■ **Task data**

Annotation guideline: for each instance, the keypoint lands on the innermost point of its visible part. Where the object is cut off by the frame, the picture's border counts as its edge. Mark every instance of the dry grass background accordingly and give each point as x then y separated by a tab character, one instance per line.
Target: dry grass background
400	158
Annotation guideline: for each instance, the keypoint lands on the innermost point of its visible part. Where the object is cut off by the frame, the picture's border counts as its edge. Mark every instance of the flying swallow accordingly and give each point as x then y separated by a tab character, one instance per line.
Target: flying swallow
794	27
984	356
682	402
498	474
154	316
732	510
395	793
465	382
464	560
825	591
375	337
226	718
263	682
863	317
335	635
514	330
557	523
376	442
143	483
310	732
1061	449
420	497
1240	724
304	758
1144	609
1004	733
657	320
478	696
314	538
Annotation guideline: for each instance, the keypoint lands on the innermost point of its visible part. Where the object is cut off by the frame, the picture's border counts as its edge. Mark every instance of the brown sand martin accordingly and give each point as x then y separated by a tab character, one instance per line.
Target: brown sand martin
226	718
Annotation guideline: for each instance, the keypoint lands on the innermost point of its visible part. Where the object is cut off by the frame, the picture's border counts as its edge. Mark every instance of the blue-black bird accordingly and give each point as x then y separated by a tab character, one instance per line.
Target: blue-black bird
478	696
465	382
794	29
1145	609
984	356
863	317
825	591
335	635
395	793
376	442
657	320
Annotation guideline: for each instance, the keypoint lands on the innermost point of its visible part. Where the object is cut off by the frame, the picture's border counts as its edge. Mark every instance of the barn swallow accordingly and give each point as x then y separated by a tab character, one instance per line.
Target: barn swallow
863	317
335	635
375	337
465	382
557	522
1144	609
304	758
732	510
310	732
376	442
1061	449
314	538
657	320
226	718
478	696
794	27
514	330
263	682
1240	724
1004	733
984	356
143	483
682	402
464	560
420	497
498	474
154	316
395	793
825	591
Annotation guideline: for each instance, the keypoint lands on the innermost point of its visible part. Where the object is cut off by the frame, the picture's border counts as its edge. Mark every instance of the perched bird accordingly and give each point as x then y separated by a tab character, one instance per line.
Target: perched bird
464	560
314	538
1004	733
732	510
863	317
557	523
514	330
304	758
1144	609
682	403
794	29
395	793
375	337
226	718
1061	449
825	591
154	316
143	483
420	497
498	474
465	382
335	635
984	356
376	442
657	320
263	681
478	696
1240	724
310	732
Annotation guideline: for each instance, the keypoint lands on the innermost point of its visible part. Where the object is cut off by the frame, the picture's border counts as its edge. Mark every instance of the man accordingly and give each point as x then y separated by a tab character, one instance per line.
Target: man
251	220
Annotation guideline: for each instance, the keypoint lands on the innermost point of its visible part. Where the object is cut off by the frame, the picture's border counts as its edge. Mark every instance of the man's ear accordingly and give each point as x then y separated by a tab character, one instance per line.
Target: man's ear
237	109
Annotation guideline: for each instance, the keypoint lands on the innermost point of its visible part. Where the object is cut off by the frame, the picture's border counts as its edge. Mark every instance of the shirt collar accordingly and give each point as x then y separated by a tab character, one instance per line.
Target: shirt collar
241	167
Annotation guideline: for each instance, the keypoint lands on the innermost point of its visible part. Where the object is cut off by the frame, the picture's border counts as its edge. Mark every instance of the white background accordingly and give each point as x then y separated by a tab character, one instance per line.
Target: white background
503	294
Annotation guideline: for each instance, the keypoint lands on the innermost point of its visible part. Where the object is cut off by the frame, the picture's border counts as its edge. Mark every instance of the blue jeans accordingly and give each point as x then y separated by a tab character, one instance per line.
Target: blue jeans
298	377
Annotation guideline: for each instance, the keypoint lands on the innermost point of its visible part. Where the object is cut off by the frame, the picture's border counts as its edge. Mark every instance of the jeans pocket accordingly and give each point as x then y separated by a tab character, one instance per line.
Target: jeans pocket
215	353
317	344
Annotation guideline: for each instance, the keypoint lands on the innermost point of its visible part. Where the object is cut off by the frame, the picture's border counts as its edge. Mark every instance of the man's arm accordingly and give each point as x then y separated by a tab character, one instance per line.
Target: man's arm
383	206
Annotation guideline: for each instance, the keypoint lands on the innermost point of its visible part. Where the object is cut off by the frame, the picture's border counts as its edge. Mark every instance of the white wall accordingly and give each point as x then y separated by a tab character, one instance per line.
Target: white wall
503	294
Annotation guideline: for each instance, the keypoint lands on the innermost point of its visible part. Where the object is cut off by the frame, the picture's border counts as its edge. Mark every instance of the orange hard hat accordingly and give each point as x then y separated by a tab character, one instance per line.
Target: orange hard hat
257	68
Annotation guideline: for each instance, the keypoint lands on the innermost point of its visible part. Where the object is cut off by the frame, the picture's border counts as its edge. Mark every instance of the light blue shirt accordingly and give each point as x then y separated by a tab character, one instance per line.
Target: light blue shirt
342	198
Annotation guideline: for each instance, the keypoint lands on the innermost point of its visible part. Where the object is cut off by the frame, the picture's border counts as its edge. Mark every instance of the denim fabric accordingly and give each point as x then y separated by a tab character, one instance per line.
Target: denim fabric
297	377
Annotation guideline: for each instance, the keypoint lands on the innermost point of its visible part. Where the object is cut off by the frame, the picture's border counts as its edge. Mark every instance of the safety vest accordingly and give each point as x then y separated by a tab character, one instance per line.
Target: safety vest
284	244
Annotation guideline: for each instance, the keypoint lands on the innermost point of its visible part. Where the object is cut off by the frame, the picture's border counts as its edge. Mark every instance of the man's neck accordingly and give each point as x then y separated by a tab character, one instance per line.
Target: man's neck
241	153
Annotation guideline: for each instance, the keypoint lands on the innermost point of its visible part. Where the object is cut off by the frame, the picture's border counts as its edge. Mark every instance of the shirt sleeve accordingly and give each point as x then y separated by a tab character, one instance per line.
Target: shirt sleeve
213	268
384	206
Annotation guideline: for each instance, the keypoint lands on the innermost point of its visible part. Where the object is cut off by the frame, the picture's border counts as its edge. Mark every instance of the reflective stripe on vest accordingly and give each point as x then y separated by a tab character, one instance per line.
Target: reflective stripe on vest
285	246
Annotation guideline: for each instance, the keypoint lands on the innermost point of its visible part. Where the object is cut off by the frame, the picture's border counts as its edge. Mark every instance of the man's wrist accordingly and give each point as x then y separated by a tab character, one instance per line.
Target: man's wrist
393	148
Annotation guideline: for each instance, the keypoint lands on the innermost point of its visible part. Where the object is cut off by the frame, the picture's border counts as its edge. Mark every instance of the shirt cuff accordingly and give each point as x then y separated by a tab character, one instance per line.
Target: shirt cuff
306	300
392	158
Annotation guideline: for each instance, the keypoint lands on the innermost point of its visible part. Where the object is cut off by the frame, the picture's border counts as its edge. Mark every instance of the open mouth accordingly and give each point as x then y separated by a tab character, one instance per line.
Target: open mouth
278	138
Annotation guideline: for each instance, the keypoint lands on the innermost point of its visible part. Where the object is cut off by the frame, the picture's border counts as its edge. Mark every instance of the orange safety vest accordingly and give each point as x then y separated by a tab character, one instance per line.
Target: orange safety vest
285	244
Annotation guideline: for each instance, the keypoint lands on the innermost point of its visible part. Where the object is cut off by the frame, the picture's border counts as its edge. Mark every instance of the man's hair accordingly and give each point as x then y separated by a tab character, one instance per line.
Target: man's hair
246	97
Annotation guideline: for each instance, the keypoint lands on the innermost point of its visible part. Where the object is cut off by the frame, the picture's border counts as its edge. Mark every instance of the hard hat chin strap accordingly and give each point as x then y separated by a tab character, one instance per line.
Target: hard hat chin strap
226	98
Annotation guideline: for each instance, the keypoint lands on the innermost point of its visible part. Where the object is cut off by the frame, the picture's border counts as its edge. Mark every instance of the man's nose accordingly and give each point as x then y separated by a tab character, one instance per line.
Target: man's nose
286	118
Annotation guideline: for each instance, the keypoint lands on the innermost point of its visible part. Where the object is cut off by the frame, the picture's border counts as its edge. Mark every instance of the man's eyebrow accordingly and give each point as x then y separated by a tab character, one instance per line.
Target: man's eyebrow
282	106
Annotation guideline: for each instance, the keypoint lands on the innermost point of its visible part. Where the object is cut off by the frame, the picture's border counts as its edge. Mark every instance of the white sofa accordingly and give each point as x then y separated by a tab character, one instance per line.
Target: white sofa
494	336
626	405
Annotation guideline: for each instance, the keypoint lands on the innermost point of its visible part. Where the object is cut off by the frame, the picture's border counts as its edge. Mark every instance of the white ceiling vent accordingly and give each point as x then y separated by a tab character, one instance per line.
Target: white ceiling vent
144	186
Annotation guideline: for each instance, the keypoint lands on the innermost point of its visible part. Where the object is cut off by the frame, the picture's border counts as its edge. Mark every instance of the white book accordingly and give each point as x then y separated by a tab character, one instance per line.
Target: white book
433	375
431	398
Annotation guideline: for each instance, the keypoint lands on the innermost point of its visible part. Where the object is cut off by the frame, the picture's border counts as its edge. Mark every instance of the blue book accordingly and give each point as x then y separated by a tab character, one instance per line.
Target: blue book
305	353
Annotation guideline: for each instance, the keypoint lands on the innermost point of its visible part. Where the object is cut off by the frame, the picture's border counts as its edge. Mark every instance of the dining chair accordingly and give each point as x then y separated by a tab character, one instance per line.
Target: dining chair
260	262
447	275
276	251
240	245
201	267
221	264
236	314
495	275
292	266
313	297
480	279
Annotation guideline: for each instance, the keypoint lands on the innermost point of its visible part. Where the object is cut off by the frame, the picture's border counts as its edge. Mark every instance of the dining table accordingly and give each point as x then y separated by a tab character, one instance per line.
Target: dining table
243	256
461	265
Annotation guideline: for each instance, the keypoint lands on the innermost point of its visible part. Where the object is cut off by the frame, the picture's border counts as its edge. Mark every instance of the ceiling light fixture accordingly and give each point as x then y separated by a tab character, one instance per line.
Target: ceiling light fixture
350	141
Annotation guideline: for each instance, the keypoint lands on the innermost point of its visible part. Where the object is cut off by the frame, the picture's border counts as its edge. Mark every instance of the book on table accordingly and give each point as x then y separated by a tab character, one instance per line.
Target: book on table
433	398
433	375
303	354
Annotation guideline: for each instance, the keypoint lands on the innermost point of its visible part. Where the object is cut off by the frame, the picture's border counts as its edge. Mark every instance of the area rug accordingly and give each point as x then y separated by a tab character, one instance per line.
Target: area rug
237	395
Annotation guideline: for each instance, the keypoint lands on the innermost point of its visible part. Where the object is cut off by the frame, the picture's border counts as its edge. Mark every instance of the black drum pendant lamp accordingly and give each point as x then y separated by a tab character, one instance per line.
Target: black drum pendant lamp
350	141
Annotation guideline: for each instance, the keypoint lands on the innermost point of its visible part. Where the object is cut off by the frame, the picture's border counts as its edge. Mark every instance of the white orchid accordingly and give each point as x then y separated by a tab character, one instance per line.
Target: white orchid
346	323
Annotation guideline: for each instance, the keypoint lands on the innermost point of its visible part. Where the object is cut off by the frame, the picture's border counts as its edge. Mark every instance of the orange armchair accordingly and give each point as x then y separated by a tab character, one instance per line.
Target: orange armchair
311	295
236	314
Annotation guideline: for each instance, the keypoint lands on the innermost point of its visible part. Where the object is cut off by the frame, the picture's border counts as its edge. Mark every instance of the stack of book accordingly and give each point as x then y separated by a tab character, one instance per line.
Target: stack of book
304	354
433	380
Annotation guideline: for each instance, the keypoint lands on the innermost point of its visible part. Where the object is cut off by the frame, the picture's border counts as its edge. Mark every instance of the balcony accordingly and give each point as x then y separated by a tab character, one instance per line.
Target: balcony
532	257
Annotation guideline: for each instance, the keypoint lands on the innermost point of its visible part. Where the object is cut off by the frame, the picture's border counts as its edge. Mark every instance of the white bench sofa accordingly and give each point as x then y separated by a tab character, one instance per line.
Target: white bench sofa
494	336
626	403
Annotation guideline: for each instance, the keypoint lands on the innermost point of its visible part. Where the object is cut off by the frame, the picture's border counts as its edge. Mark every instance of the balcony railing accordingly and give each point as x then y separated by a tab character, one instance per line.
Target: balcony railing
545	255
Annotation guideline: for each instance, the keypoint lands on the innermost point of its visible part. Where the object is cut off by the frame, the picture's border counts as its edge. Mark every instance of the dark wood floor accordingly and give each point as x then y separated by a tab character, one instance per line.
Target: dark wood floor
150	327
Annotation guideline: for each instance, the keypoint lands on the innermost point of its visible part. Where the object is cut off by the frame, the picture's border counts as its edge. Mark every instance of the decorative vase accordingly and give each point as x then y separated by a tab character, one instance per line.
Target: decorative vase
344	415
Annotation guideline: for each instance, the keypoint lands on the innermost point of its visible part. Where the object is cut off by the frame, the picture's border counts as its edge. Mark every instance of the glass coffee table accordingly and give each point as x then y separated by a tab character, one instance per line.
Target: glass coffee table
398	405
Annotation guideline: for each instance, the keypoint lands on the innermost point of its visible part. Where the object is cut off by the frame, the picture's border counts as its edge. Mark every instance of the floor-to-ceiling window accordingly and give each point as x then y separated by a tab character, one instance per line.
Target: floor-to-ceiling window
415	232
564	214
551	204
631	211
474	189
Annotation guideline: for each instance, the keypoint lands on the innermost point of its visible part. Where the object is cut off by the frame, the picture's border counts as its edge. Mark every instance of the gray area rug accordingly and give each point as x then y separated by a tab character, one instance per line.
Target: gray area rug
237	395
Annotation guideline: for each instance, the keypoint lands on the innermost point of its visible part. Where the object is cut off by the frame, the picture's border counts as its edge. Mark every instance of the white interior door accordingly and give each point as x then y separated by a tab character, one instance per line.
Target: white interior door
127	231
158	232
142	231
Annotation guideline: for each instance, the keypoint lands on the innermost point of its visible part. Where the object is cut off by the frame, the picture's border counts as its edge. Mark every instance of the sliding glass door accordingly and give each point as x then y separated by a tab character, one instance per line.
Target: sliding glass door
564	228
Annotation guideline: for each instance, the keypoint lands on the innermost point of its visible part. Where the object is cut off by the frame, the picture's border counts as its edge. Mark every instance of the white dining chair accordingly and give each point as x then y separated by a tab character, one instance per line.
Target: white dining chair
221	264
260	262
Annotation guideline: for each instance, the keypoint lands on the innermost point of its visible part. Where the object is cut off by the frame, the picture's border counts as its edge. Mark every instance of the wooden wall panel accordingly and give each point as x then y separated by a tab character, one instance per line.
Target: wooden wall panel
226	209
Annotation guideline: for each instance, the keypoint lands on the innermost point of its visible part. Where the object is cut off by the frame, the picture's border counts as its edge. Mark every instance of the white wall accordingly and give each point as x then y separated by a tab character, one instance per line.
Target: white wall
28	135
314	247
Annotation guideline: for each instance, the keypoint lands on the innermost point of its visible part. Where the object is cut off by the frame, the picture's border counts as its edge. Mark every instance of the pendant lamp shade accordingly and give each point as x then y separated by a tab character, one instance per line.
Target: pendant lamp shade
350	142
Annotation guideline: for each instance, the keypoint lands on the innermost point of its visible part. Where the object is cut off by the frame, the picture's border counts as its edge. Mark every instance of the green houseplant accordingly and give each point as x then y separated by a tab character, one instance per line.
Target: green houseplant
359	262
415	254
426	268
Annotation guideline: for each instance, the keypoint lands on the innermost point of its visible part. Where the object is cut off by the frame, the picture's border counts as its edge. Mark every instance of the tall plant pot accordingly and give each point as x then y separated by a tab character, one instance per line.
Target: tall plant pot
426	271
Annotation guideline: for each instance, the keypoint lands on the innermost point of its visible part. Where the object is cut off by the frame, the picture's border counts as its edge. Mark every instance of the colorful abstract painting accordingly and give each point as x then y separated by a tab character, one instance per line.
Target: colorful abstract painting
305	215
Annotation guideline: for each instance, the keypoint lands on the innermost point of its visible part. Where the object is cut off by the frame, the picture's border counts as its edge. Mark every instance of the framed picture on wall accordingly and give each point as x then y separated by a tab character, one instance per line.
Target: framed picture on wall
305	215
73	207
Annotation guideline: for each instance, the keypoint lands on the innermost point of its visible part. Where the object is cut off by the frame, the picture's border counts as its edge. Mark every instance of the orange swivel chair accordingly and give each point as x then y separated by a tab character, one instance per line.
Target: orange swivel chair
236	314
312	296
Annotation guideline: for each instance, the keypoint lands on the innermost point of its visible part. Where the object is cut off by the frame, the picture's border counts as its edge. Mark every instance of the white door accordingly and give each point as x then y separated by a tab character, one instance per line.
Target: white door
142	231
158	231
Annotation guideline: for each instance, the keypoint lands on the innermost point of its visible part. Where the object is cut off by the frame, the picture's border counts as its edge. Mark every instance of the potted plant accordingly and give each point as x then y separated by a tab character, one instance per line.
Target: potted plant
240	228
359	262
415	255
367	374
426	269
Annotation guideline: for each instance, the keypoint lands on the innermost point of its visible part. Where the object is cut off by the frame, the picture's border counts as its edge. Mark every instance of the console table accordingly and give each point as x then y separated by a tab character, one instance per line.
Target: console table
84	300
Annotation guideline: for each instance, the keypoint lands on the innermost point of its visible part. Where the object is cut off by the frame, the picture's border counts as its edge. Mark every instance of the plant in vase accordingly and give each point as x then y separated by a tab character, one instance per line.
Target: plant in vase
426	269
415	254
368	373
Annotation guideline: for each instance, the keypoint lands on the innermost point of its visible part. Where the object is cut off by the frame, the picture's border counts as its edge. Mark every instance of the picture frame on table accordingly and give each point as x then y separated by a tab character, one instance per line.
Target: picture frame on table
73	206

■ **Description of the task**
Output the lines of the records above exactly as they appear, from the line containing "Target: barn swallow" through the line containing "of the perched".

■ **Result of this exercise**
Target: barn swallow
863	317
335	635
375	337
465	382
557	522
1144	609
304	758
732	510
310	732
376	442
1061	449
314	538
657	320
226	718
478	696
794	27
514	330
263	682
1240	724
1004	733
984	356
143	483
682	402
464	560
420	497
498	474
154	316
395	793
825	591
Annotation guideline: for each instance, the keypoint lands on the innermost point of its visible part. Where the object is cut off by the frame, the picture's border counts as its edge. Mark every instance of the perched bird accordingly and give each point as x then y separated by a tab character, one instance per line.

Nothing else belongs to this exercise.